Records supplied start

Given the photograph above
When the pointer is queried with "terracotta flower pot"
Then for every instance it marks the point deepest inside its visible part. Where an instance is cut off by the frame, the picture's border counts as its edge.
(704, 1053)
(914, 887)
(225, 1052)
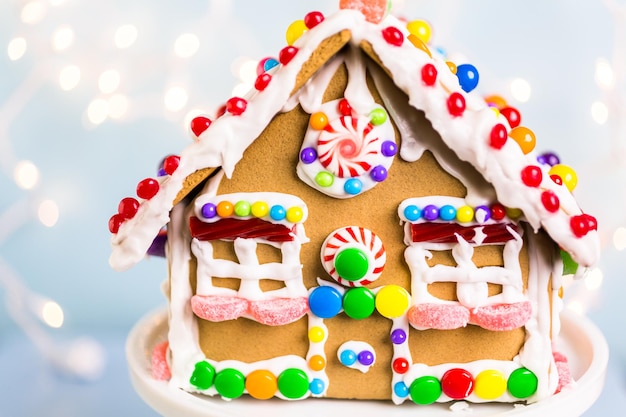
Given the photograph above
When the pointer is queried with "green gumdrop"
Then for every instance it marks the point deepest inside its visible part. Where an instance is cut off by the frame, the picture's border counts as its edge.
(569, 265)
(203, 375)
(425, 390)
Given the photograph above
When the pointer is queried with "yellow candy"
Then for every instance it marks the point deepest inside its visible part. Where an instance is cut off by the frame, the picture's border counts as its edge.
(419, 44)
(490, 384)
(225, 208)
(421, 29)
(318, 121)
(261, 384)
(316, 334)
(465, 214)
(524, 137)
(392, 301)
(294, 214)
(294, 31)
(496, 100)
(260, 209)
(567, 175)
(317, 363)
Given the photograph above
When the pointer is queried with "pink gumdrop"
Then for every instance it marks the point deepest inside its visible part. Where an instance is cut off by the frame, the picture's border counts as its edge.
(438, 316)
(373, 10)
(562, 367)
(279, 311)
(502, 317)
(218, 308)
(160, 368)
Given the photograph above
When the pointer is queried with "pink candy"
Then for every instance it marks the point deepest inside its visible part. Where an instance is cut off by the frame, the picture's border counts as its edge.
(497, 317)
(502, 317)
(438, 316)
(275, 312)
(280, 311)
(160, 368)
(218, 308)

Records supplied end

## [Work to do]
Without including any pictures, print each record exactly.

## [Reply to the exercise]
Given the photograph above
When the pointer is queried with "terracotta flower pot"
Then for every instance it marks the point deepest inside its visible part. Where an instance is cut off by the frame, the picture's border counts as its edge.
(704, 1053)
(914, 887)
(225, 1052)
Given the photograph above
When the pointer is queried with "green gumdrop"
Then for every instance it marks the point deepest inside its visible part. Where an instance is cut off by the frame, the picture's border counts as its edge.
(569, 265)
(203, 375)
(425, 390)
Given the photograph above
When the pointer is queried with "yellow candy"
Then for every instance it marks the point deepest inside its visible part. Where an instance is cut off by the frame, the picture's border counts as its edge.
(419, 44)
(490, 384)
(225, 208)
(421, 29)
(318, 121)
(261, 384)
(316, 334)
(465, 214)
(524, 137)
(392, 301)
(294, 214)
(294, 31)
(496, 100)
(260, 209)
(567, 175)
(317, 363)
Given the photograph above
When the pointer is queried with "pink gumdrop"
Then for every instance it marks the point deepest inside its visible part. Where an instance is cut off by the frame, the picture's border counts as its edge.
(438, 316)
(373, 10)
(562, 367)
(279, 311)
(502, 317)
(218, 308)
(160, 368)
Given the photograph above
When the pointer is queried with "pink candy"
Then for every instance it marks the point deepest inside its visible part. Where an instance is cut off by the frame, the picture's border counts as its edge.
(497, 317)
(502, 317)
(438, 316)
(275, 312)
(280, 311)
(160, 368)
(218, 308)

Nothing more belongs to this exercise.